*** SUPPLIED PASSAGE

Storia Pubblica In Grecia

rs2014-1Il numero 1 del 2014 sulla cultura storica della Grecia


by Giorgos Antoniou (International Hellenic University)

In April 2014 the city of Thessaloniki mayoral candidate for SYRIZA (radical left party), Tryantafyllos Mitafidis, entered the municipality and removed the pictures of two past mayors of the city. They were mayors that served under the Nazi occupation. The reaction to this gesture was mixed. Some historians warned that such a gesture was ill-conceived as the two mayors did not necessarily have typical collaborators’ profiles; the available evidence is not sufficient to prove their allegiance with the Nazis. Other commentators applauded the gesture, whilst a Holocaust survivor publicly thanked Μitafidis for finally taking the initiative to dishonor those who assisted/participated in the deportation of the Jewish population of the city.

Such public challenges to the dominant historical narratives are not rare in the Greek public sphere. They are partly a response to the excess of many kinds of official memories and commemoration of the past in Greek society. Desecration of civil war monuments, military graveyards or Jewish sites is more or less common. A new iconoclastic trend has recently appeared in the shape of intense protests during school and military parades celebrating the two most significant moments of the Greek nation: the war of independence (celebrated on 25th march) and Greece’s entry into the second world war (28th October). These parades were extremely popular in the past. Thousands of people attended in celebration of the moments the nation fought as one against its enemies. Recent disruptive protests began during the economic crisis and involved harassing the authorities and politicians attending the ceremonies or even flash mob parading of the unemployed or trade unionists in front of the authorities. Such tensions undermined the unilateral meaning of the ceremonies and their symbolism of a united nation; the government decided to control crowd participation and members of the police who could attend. As one of the authors in this volume claims, the recent economic crisis has motivated people to move beyond the heroic hegemonic narrative of the last decades and to invent other narratives in order to explain their current situation.

******

COMPLETE THE FOLLOWING »
a) List the kinds of sites that the article on public history in Greece says are commonly desecrated.
b) Please rewrite the paragraph of the article on public history in Greece that begins "In April 2014 the city of Thessaloniki" as a short bulleted list that keeps its main facts.

*** DATA SECTION

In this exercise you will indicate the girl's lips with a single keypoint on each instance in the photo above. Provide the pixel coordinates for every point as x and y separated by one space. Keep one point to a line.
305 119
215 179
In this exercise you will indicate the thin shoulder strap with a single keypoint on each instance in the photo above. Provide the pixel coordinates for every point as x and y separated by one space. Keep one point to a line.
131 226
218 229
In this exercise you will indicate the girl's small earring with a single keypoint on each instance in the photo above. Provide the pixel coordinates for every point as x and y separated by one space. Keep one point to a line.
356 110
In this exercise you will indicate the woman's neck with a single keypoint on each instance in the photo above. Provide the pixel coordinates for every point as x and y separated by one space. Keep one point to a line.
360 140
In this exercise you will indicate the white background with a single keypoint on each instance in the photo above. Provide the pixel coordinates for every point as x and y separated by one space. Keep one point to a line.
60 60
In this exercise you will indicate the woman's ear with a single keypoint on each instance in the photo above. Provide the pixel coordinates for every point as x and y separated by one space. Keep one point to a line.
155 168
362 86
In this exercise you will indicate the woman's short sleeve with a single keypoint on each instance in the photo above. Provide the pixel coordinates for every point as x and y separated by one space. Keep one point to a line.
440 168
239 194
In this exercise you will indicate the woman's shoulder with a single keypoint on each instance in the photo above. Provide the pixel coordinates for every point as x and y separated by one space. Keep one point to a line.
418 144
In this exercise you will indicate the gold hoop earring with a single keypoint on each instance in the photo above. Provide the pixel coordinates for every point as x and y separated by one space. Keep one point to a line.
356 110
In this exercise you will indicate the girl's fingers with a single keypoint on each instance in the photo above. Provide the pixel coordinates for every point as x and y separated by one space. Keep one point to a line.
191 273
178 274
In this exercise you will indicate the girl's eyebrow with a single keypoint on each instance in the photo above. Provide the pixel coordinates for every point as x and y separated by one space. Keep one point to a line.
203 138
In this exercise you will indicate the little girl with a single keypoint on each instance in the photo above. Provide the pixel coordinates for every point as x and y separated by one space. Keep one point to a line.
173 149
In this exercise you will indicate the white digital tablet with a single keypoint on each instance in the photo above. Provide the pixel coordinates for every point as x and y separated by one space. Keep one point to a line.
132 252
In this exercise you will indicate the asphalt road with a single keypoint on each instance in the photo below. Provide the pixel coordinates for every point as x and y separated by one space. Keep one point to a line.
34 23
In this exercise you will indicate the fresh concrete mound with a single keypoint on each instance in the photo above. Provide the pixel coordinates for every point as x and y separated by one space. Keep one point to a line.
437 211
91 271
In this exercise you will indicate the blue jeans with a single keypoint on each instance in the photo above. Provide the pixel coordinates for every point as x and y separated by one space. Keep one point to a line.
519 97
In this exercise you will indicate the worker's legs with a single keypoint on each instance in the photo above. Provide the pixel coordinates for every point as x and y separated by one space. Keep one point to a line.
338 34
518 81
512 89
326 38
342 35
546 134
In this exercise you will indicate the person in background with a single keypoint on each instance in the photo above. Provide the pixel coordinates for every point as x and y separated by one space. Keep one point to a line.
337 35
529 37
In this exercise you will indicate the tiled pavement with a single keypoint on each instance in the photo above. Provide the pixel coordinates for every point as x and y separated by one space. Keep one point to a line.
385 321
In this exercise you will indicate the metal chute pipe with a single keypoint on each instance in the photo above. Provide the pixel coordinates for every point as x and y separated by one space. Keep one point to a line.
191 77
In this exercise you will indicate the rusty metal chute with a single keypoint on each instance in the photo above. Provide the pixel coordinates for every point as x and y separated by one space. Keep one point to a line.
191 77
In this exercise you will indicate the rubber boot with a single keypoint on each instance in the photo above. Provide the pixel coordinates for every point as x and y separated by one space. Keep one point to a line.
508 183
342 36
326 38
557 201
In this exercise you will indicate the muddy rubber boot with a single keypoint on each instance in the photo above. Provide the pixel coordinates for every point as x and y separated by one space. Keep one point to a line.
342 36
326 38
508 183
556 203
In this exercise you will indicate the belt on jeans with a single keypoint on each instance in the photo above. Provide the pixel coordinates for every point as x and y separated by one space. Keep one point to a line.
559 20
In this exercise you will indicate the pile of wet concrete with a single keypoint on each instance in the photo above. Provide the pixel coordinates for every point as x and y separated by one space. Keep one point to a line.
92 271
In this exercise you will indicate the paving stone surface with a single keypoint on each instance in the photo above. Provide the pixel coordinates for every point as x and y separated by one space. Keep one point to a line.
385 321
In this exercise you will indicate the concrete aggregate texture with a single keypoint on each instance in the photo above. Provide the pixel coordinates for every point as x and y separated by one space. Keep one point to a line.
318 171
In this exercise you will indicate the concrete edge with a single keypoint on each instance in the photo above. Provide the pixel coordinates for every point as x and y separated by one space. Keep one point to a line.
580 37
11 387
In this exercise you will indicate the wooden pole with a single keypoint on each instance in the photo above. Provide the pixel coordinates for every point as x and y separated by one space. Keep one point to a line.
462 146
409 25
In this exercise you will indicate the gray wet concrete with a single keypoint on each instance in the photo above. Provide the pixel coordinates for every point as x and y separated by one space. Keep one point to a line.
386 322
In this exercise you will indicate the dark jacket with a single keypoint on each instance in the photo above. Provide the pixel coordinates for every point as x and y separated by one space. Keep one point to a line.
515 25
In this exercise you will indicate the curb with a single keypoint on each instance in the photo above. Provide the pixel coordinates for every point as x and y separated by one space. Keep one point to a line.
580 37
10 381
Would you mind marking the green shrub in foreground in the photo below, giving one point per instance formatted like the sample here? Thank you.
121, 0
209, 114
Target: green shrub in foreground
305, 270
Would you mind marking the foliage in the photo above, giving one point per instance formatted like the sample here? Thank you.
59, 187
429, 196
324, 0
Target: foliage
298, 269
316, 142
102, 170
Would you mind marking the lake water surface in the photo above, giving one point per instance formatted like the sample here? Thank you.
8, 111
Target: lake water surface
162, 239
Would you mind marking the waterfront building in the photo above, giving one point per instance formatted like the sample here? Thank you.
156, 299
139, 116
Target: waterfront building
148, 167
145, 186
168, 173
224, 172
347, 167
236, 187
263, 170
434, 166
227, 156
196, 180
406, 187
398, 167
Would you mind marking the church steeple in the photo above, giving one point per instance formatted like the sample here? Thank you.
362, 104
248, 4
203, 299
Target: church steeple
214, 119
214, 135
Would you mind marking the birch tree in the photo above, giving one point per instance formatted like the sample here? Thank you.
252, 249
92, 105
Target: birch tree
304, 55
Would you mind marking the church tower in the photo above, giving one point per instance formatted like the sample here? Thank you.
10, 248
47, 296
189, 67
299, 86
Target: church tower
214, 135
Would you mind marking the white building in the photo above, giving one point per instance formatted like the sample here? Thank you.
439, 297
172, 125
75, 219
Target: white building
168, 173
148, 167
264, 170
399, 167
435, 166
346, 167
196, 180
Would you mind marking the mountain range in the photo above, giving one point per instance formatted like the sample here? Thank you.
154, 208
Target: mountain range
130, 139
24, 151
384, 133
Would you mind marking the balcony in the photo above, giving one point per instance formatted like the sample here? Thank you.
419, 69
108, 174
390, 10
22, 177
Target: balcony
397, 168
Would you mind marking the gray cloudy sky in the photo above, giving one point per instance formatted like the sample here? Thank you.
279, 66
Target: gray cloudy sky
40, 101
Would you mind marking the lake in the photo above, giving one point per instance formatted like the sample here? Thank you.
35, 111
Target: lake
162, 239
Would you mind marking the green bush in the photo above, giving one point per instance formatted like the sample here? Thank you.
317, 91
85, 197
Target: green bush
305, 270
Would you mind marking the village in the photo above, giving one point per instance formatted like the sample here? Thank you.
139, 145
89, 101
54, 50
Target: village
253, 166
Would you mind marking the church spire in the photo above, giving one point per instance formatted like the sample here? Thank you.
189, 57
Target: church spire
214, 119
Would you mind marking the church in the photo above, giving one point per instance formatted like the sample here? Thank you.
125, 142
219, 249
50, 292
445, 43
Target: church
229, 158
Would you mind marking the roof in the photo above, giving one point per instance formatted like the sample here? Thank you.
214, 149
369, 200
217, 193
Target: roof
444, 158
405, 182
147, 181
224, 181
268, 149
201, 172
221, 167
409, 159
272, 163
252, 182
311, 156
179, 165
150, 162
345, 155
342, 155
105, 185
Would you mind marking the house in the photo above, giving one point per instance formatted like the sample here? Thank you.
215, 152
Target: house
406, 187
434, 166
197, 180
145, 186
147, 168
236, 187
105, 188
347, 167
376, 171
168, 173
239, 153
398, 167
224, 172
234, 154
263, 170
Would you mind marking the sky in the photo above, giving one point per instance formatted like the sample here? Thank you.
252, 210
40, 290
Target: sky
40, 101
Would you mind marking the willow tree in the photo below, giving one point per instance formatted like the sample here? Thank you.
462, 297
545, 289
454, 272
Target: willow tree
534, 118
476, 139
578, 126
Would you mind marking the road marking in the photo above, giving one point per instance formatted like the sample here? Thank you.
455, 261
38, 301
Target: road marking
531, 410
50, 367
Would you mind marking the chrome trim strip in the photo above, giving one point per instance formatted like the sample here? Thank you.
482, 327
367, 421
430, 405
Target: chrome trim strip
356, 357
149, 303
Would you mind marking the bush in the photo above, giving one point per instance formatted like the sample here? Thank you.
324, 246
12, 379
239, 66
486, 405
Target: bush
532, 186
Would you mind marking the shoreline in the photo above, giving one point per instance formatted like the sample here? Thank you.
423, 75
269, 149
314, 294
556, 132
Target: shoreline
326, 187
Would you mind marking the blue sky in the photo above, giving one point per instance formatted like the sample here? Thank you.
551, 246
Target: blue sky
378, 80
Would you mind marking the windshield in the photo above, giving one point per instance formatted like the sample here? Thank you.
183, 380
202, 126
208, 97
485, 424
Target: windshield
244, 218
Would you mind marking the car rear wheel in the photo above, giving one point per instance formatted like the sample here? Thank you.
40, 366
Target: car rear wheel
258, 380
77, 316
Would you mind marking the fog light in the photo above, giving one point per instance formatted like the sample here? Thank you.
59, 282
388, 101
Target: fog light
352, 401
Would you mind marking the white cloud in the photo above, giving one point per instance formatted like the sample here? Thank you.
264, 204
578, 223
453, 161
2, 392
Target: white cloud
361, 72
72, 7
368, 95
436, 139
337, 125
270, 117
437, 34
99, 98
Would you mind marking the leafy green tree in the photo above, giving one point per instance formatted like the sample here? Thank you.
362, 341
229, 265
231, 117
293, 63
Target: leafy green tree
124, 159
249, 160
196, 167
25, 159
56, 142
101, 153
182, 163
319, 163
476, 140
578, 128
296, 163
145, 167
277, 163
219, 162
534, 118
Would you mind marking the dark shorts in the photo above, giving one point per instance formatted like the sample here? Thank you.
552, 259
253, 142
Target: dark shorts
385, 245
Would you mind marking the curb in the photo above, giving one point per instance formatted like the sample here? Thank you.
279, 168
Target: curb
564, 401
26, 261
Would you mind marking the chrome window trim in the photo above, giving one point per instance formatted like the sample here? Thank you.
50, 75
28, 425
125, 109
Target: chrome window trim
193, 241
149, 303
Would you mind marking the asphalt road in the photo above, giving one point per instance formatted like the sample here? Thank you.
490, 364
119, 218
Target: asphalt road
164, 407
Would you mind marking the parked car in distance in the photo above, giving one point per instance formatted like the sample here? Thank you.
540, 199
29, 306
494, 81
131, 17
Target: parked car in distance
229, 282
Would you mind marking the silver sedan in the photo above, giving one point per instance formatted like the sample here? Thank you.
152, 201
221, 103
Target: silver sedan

******

TASK SOLUTIONS »
a)
- Civil war monuments
- Military graveyards
- Jewish sites

b)
- In April 2014, Tryantafyllos Mitafidis, SYRIZA's candidate for mayor of Thessaloniki, removed from the municipality the pictures of two past mayors who had served under the Nazi occupation.
- Reactions were mixed.
- Some historians called the gesture ill-conceived, since the two mayors did not necessarily fit the typical collaborator profile and the evidence does not prove their allegiance with the Nazis.
- Other commentators praised the gesture.
- A Holocaust survivor publicly thanked Mitafidis for dishonoring those who assisted or participated in deporting the city's Jewish population.